▸ Task directions: The answer should consist of each line below that contains the word "trunk".
· · ·
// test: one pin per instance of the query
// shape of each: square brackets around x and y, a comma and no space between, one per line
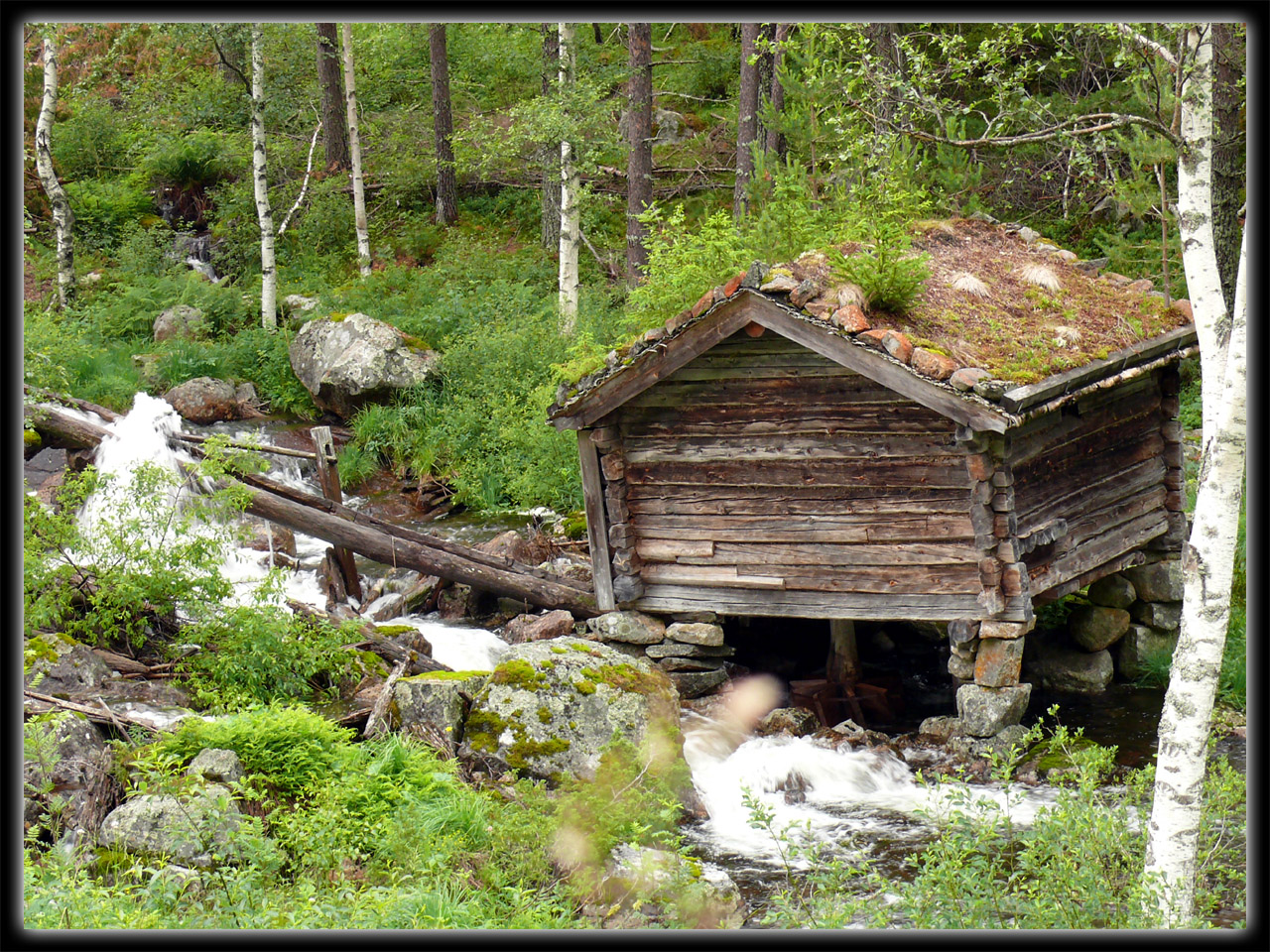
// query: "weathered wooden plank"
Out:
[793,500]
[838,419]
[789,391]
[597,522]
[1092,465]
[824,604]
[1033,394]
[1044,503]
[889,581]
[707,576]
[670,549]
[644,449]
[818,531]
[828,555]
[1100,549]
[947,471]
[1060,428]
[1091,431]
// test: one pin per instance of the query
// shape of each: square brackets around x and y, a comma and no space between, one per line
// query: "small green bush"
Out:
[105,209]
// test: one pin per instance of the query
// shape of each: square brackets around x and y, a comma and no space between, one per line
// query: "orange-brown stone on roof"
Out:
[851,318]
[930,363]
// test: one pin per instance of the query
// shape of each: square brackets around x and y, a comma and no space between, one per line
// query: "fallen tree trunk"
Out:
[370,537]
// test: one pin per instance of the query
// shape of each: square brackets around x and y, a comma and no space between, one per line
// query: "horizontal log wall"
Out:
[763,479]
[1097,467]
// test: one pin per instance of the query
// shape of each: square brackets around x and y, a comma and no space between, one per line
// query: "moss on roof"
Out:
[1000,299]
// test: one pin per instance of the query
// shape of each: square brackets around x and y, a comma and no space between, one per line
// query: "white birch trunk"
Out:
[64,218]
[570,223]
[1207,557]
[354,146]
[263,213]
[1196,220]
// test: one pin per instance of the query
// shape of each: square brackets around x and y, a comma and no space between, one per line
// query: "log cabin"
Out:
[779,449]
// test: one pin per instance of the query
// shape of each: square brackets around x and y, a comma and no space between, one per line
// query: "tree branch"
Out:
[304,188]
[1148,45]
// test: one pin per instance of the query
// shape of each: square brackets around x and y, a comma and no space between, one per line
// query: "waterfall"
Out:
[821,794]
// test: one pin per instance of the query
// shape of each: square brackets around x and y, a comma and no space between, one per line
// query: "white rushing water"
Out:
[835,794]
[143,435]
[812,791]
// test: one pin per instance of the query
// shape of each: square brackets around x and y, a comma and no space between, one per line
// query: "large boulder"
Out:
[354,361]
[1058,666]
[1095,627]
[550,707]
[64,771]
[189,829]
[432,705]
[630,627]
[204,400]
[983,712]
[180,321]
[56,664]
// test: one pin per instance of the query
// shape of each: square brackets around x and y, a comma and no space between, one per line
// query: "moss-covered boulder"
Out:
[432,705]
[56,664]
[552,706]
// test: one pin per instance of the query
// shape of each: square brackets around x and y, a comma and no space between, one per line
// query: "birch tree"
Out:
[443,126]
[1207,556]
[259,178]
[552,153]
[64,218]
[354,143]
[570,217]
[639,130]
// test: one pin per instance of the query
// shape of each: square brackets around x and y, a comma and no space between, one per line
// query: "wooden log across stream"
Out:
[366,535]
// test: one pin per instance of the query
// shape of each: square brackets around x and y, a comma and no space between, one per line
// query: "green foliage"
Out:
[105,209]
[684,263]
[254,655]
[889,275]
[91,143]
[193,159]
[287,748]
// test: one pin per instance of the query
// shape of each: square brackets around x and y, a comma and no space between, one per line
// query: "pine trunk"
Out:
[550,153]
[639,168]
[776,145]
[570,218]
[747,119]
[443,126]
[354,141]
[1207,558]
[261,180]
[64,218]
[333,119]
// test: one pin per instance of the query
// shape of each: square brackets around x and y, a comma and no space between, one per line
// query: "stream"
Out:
· · ·
▸ Response below:
// query: "fallen tree trunk"
// query: "white birch trunk"
// query: "pine trunk"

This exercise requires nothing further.